#### DATASET RECORDS

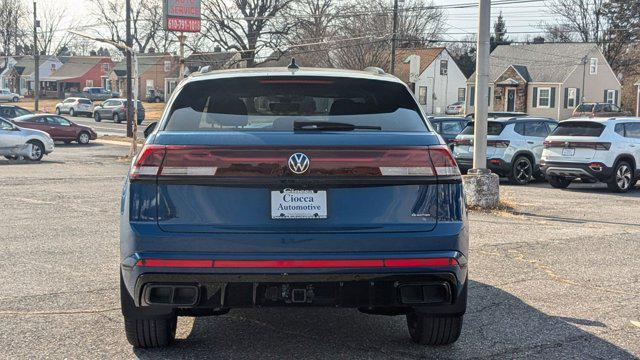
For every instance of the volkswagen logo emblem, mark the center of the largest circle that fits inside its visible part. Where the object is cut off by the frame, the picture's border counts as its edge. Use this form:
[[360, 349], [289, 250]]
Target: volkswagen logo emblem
[[299, 163]]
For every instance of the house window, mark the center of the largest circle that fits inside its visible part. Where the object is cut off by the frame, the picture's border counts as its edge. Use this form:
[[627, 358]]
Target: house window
[[572, 97], [544, 97], [444, 67], [422, 95], [611, 96], [593, 66]]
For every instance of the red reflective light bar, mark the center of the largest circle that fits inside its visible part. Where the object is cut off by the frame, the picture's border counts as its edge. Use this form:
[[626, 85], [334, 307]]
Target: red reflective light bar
[[297, 263], [323, 82], [175, 263], [280, 264]]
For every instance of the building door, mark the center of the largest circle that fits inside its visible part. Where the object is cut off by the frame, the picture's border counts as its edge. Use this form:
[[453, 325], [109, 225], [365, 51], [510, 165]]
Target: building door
[[511, 100]]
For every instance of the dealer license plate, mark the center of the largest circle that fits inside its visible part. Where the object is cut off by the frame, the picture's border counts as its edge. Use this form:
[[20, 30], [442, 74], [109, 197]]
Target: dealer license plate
[[298, 204]]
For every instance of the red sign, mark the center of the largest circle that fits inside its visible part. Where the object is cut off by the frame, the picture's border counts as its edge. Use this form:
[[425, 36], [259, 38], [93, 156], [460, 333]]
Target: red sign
[[182, 15], [183, 24]]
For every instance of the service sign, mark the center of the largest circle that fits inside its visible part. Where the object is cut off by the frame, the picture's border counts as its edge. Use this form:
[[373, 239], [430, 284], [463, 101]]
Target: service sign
[[182, 15]]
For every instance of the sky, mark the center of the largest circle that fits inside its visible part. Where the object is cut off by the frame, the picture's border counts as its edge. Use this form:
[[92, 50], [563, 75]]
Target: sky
[[523, 20]]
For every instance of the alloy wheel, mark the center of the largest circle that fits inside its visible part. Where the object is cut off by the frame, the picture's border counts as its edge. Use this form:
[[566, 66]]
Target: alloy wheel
[[523, 171], [623, 177]]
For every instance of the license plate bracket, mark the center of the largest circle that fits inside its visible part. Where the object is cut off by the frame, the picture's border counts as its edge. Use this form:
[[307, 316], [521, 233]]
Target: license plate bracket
[[299, 204]]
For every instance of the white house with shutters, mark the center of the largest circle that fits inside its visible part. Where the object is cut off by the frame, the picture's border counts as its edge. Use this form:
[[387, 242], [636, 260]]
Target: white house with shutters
[[547, 80], [439, 83]]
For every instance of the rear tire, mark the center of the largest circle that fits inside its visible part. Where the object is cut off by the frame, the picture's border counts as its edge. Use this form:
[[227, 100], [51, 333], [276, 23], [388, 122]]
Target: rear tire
[[622, 178], [559, 182], [83, 138], [149, 332], [433, 330], [521, 171], [38, 150]]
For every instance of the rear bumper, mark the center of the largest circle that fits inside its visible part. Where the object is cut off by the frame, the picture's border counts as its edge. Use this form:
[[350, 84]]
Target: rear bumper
[[576, 170], [438, 289], [497, 166]]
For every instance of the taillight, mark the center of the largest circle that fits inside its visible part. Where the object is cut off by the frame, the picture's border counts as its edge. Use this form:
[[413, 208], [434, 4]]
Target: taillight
[[198, 161], [148, 162], [498, 143], [462, 141]]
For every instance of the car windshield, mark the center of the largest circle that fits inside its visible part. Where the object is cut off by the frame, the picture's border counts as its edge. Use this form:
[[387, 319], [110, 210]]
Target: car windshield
[[277, 103], [493, 128], [579, 128]]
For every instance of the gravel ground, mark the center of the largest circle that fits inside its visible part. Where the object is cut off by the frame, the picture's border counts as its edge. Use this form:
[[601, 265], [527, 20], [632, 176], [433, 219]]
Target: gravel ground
[[560, 277]]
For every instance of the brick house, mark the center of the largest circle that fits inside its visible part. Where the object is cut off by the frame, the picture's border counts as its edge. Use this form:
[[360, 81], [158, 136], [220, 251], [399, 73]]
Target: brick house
[[78, 72], [547, 80], [159, 72]]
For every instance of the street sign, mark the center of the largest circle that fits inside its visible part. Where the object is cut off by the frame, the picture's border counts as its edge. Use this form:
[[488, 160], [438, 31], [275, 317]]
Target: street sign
[[182, 15]]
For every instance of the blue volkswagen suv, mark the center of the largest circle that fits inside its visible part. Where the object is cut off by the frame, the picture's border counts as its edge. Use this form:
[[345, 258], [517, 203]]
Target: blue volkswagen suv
[[293, 188]]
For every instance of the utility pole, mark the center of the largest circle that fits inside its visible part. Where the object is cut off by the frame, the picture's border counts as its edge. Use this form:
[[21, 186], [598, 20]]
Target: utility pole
[[482, 86], [181, 38], [481, 187], [584, 74], [131, 117], [36, 59], [393, 36]]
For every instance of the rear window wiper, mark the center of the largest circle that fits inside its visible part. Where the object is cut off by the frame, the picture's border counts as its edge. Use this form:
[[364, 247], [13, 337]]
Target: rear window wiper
[[330, 126]]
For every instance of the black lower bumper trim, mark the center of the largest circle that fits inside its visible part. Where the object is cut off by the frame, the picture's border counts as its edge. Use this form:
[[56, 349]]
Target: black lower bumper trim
[[438, 292]]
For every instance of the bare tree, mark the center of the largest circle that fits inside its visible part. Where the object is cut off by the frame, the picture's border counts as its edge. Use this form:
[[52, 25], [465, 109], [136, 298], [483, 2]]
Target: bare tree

########

WORK INSTRUCTIONS
Copy every item above word for word, leaving out the pictures.

RESPONSE TO THE EXERCISE
For every instance of the volkswagen logo emblem, mark the center of the largest circle that fits inside its visible part. Where the object is cut off by the frame, the picture's border counts as its edge. Use this form:
[[360, 349], [289, 250]]
Target: volkswagen logo emblem
[[299, 163]]
For every instance of the house window, mark the center of the largest circle that fits inside its visible part. Where the object is cut off by the frame, the picture's border counts as its edge. Use this form:
[[627, 358]]
Target: house window
[[572, 97], [544, 97], [444, 67], [422, 95], [611, 96], [593, 66]]
For every instance of the red reflective light bar, mark the center of the largest circle that fits inside its visible part. Where the object is cut off by the frame, the picture's border counts as its edge. Use this form:
[[626, 85], [334, 307]]
Target: red reflective light bar
[[297, 263], [323, 82], [175, 263], [280, 264]]
For every instance of the building door, mark the center of the largest circle that fits inside its visible part. Where the object is cut off by the frame, the picture's border counts as its edge. Use this form:
[[453, 325], [109, 225], [365, 51], [510, 165]]
Target: building door
[[511, 100]]
For every instance of the dealer license plate, mark the center of the largest circle that fits inside its visible part. Where the object is cut off by the frame, the picture's border counts as its edge. Use this form:
[[20, 30], [442, 74], [109, 197]]
Target: dealer license plate
[[298, 204]]
For every instance of the red sign, mark the center of the largest circle that fits inside its visible part. Where the object is cut off by the frame, the picture's border counts as its edge. Use this form:
[[425, 36], [259, 38], [93, 156], [460, 333]]
Target: red sign
[[182, 15], [183, 24]]
For every instance of the service sign, mark the center of the largest circle that fits inside its visible part. Where the object is cut off by the frame, the picture's border counts as its edge. Use this form:
[[373, 239], [430, 284], [463, 101]]
Target: service sign
[[182, 15]]
For every instance of the sky, mark the center of the largest circle that fits inside its visible part. Where the object is cut off by the frame, the picture's border counts as its edge. Use this form:
[[92, 50], [563, 75]]
Target: sky
[[523, 20]]
For every instance of the alloy wheel, mark the center of the largest circle that fits inside its visible part. Where the object is cut off by the frame, the picture's border counts as its edge. Use this form:
[[566, 66]]
Target: alloy wheel
[[523, 171], [623, 177]]
For every instance of the license plate bracket, mark the center of the largest circle that fits inside its visible part. Where the object is cut off by the frame, the picture's border counts as its edge. Use this form:
[[307, 316], [521, 233]]
Target: license plate bracket
[[299, 204]]
For every instance of the white house with shutters, mark the center of the largest circle that fits inside its visible part. Where the object is cut off by the frame, the picture's border counts as its edge. Use this form:
[[387, 242], [636, 260]]
Target: white house with shutters
[[547, 80], [439, 83]]
For every instance of the rear tire, mark the center of the largest circle that fits inside its visible part. Where the object is cut off by the frame, the picture's border counts as its edge. Use this form:
[[227, 100], [51, 333], [276, 23], [388, 122]]
Target: rear tire
[[622, 178], [559, 182], [83, 138], [149, 332], [433, 330], [521, 171], [38, 150]]
For every instance of the rear bumper, mark the center of the largest circle that fits inside its visible part. Where the object is cut off by the frame, the picture's border counts as its edge. Use this form:
[[350, 84]]
Target: rear bumper
[[576, 170], [438, 289], [497, 166]]
For every instance of the taillight, mark the center of the largest circle that fits inside its visible part. Where the object is cut off by the frame, the picture's border counts as its edge. Use this form:
[[413, 208], [434, 4]]
Target: taillight
[[198, 161], [148, 162], [498, 143], [462, 141]]
For every instance of the car windshield, mark the center of the largest circle that fits inside its visible part. Where the object is cut off by the frame, the picture's border counts as its edge. Use this form:
[[387, 319], [110, 210]]
Target: car windshield
[[277, 103], [493, 128], [579, 128]]
For every instance of the gravel ground, mark the center of the largest circle that fits inside its visible part. Where the object is cut off by the frame, the picture's border counts as its edge. Use this form:
[[601, 265], [527, 20], [632, 176], [433, 219]]
Target: gravel ground
[[560, 277]]
For every instance of the brick house, mark the center of the largest circle that fits inside its visible part. Where the object is cut off by the frame, the picture's border counts as its edge. Use this form:
[[360, 81], [158, 136], [220, 251], [399, 73]]
Target: brick house
[[78, 72], [547, 80], [159, 72]]
For every instance of the street sign, mark the center of the largest circle that fits inside its visible part. Where the object is cut off by the frame, the picture's border counts as its edge. Use this form:
[[488, 160], [438, 31], [275, 317]]
Target: street sign
[[182, 15]]
For every instance of the blue volkswagen suv, mark the center of the largest circle that fits inside its visible part. Where the object is cut off by the frame, the picture's border counts as its edge. Use this form:
[[345, 258], [517, 203]]
Target: blue volkswagen suv
[[293, 188]]
For every instance of the utility pole, mark the center of the largest circle that fits inside its visible part. Where the object is cut off by the frame, the picture's border counts as its edge. Use this form:
[[21, 186], [598, 20]]
Target: utility pole
[[482, 86], [181, 38], [481, 187], [584, 74], [131, 117], [36, 59], [393, 36]]
For every instance of the rear window wiper, mark the center of the largest circle that fits inside its visible part. Where the object is cut off by the frame, the picture's border counts as its edge. Use this form:
[[364, 247], [13, 337]]
Target: rear window wiper
[[330, 126]]
For every instance of the black lower bumper trim, mark the center of the largest circle that fits inside its visible part. Where the object is cut off by the frame, the picture's border counts as its edge. Use this form:
[[56, 349]]
Target: black lower bumper trim
[[438, 292]]
For every instance of the bare tree, mark the center of the largest circle that fits inside its visible part. Where the object is cut off by the frame, the picture's border counts as its edge. Use this form:
[[52, 25], [465, 109], [136, 298], [483, 2]]
Target: bare tree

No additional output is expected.